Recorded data

________________________

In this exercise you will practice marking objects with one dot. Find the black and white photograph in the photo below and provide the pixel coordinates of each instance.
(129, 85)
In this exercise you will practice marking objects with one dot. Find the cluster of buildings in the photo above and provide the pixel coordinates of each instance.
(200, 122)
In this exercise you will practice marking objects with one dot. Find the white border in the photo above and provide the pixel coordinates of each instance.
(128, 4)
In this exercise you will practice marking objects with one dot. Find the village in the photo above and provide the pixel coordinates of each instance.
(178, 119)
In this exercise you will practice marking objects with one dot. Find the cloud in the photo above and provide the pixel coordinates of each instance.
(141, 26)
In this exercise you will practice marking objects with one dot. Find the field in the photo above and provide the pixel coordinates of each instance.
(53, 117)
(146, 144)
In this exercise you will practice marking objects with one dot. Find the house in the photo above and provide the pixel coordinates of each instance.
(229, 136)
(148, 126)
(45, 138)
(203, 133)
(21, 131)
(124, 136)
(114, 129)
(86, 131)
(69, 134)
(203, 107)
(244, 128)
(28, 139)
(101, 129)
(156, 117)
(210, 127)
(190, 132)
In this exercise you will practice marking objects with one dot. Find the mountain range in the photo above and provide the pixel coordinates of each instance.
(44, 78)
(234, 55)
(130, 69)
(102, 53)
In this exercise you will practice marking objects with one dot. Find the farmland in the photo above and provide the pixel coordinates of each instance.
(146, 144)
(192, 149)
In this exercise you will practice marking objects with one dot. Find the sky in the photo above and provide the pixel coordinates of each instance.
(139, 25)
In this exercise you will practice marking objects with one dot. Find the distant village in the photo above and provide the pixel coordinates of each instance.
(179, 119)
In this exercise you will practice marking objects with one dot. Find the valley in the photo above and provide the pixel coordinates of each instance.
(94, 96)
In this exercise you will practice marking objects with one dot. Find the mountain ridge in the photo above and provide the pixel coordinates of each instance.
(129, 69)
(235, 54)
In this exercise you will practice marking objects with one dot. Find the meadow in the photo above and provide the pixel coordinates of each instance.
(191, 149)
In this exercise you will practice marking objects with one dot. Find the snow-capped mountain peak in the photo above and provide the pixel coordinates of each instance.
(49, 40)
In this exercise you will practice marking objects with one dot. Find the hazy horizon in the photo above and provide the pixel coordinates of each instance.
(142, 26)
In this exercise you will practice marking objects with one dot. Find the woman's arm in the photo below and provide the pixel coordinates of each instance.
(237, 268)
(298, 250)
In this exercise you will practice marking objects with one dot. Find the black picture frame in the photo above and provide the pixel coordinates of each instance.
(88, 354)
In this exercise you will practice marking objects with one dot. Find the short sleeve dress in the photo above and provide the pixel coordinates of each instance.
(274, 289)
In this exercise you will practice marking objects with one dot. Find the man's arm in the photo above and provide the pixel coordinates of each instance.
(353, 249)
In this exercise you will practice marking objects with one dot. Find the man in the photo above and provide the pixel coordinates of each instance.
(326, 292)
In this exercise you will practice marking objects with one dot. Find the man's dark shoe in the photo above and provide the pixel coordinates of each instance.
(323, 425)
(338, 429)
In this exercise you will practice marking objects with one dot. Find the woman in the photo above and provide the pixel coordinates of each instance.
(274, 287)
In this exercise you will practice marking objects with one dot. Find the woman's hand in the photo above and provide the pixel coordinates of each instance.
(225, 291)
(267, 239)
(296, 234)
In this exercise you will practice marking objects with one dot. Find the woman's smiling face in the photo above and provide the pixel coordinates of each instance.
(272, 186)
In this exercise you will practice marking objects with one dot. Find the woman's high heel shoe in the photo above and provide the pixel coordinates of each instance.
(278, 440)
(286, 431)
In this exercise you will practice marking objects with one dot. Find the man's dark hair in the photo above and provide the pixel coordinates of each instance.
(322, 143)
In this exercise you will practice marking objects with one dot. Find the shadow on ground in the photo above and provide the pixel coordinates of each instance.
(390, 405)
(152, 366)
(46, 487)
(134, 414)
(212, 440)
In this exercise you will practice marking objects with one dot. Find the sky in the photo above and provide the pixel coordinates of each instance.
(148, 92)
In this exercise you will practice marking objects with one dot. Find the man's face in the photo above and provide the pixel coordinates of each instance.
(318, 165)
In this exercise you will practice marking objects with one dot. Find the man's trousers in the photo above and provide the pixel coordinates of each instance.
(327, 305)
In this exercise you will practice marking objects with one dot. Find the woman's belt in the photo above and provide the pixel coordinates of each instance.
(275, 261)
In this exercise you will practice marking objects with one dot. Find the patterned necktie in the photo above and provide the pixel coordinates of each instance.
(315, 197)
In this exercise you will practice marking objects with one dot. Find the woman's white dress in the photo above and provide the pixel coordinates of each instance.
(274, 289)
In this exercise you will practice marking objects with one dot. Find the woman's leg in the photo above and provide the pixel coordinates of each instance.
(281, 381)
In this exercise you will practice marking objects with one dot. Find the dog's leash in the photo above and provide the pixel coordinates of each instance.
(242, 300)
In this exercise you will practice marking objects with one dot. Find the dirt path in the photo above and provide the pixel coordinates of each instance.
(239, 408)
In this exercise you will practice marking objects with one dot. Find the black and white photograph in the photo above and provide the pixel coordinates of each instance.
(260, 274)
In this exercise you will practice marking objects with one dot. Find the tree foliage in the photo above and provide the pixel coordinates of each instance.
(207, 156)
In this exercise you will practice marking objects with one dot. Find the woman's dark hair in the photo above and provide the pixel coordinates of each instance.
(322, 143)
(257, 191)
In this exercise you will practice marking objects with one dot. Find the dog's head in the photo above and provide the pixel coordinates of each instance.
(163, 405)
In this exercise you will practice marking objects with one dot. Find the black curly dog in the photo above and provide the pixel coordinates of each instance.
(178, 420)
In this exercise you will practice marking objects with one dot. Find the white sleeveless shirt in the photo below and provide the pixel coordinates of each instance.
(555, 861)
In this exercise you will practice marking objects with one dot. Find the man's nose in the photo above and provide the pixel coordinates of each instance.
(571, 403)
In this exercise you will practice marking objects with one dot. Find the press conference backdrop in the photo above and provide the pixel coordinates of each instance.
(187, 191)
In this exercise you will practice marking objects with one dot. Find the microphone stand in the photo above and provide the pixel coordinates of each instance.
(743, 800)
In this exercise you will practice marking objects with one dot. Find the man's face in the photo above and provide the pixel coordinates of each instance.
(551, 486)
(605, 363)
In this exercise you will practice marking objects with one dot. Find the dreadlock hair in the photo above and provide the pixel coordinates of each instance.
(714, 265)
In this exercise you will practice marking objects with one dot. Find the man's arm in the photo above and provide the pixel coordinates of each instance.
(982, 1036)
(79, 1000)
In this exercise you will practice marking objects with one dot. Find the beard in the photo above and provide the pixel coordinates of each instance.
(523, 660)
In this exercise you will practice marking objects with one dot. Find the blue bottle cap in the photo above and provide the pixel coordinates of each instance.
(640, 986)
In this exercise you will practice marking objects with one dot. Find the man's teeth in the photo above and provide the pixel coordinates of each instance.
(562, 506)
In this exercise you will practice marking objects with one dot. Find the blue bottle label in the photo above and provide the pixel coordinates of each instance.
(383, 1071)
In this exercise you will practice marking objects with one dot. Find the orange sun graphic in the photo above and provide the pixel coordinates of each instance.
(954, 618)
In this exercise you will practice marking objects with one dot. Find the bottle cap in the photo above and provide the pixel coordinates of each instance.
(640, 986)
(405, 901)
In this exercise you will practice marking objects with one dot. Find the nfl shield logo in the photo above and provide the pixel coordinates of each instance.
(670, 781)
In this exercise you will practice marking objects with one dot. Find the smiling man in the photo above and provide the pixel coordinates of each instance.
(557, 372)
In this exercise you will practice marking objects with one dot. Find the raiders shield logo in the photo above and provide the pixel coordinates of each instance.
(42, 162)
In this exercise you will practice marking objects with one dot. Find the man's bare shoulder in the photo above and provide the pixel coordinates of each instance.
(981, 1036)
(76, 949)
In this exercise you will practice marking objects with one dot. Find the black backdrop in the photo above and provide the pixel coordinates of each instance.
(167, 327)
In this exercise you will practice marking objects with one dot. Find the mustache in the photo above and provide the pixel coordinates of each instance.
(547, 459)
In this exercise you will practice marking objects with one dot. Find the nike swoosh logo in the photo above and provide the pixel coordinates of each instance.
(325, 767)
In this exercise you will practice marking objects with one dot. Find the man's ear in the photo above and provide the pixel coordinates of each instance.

________________________

GIVEN EXERCISE:
Starting at the row that contains "Find the smiling" and continuing through the last row, copy those rows with "logo" changed to "emblem" and nothing else altered. Return only those rows.

SOLVED PROBLEM:
In this exercise you will practice marking objects with one dot. Find the smiling man in the photo above and provide the pixel coordinates of each instance.
(557, 372)
In this exercise you will practice marking objects with one dot. Find the raiders shield emblem in the photo above and provide the pixel coordinates of each instance.
(42, 162)
In this exercise you will practice marking objects with one dot. Find the man's bare shoulder in the photo above and provide the pixel coordinates of each instance.
(981, 1036)
(76, 949)
In this exercise you will practice marking objects with one dot. Find the black backdrop in the photo above and provide the pixel coordinates of each instance.
(167, 327)
In this exercise you will practice marking objects with one dot. Find the mustache in the photo above and provide the pixel coordinates of each instance.
(547, 459)
In this exercise you will practice marking objects with one dot. Find the nike swoosh emblem in the photo above and provide the pixel coordinates of each instance.
(325, 767)
In this exercise you will practice marking objects with one dot. Find the man's ear in the photo above and provide the pixel coordinates of each instance.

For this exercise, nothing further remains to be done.